• Source information:
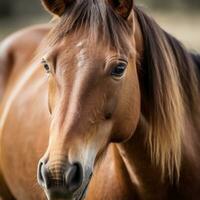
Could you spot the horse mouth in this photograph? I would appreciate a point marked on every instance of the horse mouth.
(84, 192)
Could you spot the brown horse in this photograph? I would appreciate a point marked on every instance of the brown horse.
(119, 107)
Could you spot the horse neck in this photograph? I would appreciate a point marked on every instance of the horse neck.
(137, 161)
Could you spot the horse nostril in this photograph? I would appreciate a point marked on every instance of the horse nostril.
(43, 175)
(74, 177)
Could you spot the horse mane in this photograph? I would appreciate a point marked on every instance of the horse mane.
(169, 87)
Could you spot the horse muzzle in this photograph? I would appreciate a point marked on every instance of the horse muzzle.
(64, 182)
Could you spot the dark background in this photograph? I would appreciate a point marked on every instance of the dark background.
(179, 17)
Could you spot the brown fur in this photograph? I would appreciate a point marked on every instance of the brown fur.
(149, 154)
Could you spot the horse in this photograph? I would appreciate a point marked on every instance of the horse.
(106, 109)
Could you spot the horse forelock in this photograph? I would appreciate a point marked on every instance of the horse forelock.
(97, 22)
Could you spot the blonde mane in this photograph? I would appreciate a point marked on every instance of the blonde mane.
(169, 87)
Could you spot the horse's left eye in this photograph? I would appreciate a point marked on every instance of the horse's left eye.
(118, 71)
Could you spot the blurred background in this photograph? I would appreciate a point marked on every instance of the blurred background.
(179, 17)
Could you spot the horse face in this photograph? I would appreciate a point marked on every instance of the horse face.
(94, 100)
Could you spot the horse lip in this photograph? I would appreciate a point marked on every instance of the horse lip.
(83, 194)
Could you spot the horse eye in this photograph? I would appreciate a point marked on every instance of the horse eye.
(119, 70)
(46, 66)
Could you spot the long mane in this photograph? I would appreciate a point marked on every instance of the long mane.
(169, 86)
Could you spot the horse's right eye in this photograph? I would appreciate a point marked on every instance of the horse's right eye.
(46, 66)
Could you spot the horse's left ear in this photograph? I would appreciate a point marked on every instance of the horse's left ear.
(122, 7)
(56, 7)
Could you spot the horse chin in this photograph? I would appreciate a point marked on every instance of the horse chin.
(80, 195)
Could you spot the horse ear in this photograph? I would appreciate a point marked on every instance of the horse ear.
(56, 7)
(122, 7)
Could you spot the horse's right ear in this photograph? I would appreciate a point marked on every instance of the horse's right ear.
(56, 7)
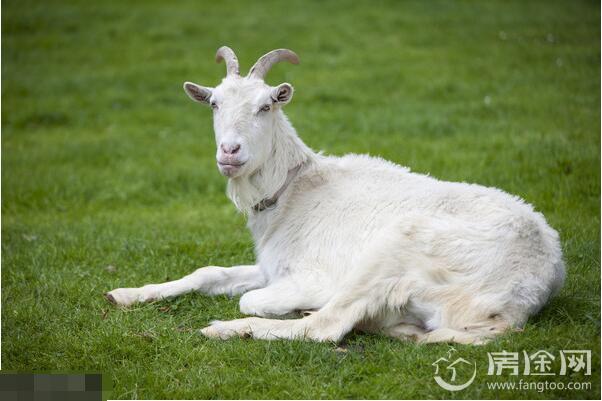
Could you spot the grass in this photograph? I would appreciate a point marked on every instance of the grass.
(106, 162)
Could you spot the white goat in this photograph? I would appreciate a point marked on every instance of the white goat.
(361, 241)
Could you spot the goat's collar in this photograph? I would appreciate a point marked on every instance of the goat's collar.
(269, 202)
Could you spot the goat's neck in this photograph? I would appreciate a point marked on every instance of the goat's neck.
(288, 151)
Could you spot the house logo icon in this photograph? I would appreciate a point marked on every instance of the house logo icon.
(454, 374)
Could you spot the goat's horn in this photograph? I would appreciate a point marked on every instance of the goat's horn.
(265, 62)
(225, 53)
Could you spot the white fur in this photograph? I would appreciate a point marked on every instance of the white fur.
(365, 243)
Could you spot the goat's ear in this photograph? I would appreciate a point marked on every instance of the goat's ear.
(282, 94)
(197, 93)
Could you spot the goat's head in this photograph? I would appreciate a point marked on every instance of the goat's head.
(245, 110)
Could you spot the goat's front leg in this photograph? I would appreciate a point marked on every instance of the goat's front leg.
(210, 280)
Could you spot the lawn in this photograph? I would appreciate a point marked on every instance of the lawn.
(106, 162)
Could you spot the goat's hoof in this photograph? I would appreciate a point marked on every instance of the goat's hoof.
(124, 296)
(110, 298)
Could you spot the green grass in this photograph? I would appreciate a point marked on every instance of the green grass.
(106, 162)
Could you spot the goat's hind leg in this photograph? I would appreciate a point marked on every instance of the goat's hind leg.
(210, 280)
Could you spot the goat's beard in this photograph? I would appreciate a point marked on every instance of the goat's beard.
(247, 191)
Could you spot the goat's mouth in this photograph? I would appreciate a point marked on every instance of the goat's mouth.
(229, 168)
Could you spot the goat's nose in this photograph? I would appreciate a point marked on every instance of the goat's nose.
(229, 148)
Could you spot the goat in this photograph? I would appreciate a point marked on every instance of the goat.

• Task item: Copy each of the entries above precisely, and drop whatever pictures they hold.

• Completed exercise:
Could you spot the horse mouth in this photograph? I would appreciate a point marked on every instance of the horse mouth.
(84, 192)
Could you spot the brown horse in this photograph? I would appreciate a point marked on every instance of the brown horse.
(119, 107)
Could you spot the horse neck in this photograph? I would appreciate a point marked on every instance of the horse neck.
(137, 161)
Could you spot the horse nostril in this photograph? I would appreciate a point marked on every instance of the horse nostril.
(43, 175)
(74, 177)
Could you spot the horse mane in this photograph? I would appreciate a point marked on every instance of the horse mane.
(169, 87)
Could you spot the horse muzzle in this photograph? I would appreciate a point marked on every instance of the horse muzzle.
(64, 182)
Could you spot the dark background in this photograph? I would appreciate a point marked on every instance of the dark background.
(179, 17)
Could you spot the brown fur in this photograph? I would appreciate a point marked on every instance of the brown fur.
(149, 154)
Could you spot the horse in this photograph? I would appreciate a point marked on every instance of the horse.
(106, 109)
Could you spot the horse forelock in this photograph? I would appreciate a point marked on every instance of the horse forelock.
(97, 22)
Could you spot the blonde mane in this photograph? I would appreciate a point marked on every instance of the blonde mane.
(169, 87)
Could you spot the horse's left eye in this photograph? I would appreciate a point marked on every instance of the horse's left eye.
(118, 71)
Could you spot the blurred background in this photograph? I would appreciate a point marked on every instance of the blurred background.
(179, 17)
Could you spot the horse face in this photograph? I would appreciate a point marked on every instance of the horse face.
(94, 100)
Could you spot the horse lip in this photograph? I would appreciate a point marked on every instance of the horse lip.
(83, 194)
Could you spot the horse eye in this photograph? I would appreciate a point marked on every instance of the horse eye.
(119, 70)
(46, 66)
Could you spot the long mane in this photograph? I would appreciate a point marked on every instance of the long mane.
(169, 86)
Could you spot the horse's right eye in this photograph? I would appreciate a point marked on every instance of the horse's right eye.
(46, 66)
Could you spot the horse's left ear in this photograph? I would appreciate a point marked on every instance of the horse's left ear.
(122, 7)
(56, 7)
Could you spot the horse chin in this photograph? I would appreciate a point marked on every instance of the horse chin.
(80, 195)
Could you spot the horse ear in this photograph? I would appreciate a point marked on every instance of the horse ear.
(56, 7)
(122, 7)
Could you spot the horse's right ear in this photograph? I would appreciate a point marked on every instance of the horse's right ear.
(56, 7)
Could you spot the grass in this photograph? I would appreciate a point marked on every instance of the grass.
(106, 162)
Could you spot the white goat in this photograph? I would appreciate a point marked on every instance of the white goat.
(361, 241)
Could you spot the goat's collar in this photograph? I would appreciate a point marked on every instance of the goat's collar.
(269, 202)
Could you spot the goat's neck in this photograph? I would appreciate a point marked on every instance of the goat's neck.
(288, 151)
Could you spot the house logo icon in this photograph? I would appreciate a point marked on every instance of the house logo icon.
(454, 374)
Could you spot the goat's horn in this photograph? I would appreciate a point marked on every instance of the goat's horn.
(265, 62)
(225, 53)
Could you spot the white fur in this photograph? I would appreciate a point marked on every instance of the white fur.
(365, 243)
Could you spot the goat's ear in this photograph? I would appreciate a point marked on every instance of the goat's ear.
(282, 94)
(197, 93)
Could you spot the goat's head in this photograph? I would appreciate a point marked on every instance of the goat's head.
(245, 110)
Could you spot the goat's front leg in this photograph? I would appreciate a point marked on every instance of the goat's front leg.
(210, 280)
Could you spot the lawn in this photograph? I would appreciate a point marked on every instance of the lawn.
(106, 162)
Could you spot the goat's hoof in this photograph? I would appreciate a point marked on every instance of the goat's hoof.
(124, 296)
(110, 298)
Could you spot the green grass in this photograph? I would appreciate a point marked on every instance of the green grass.
(106, 162)
Could you spot the goat's hind leg in this photograph? I would appreciate a point marked on every instance of the goat's hind leg.
(210, 280)
Could you spot the goat's beard in this photograph? I would appreciate a point marked on every instance of the goat's beard.
(247, 191)
Could you spot the goat's mouth in this photograph? I would appreciate a point marked on every instance of the goat's mouth.
(229, 168)
Could you spot the goat's nose in this photograph? I would appreciate a point marked on every instance of the goat's nose.
(229, 148)
Could you spot the goat in this photograph? I would appreciate a point marked on every instance of the goat.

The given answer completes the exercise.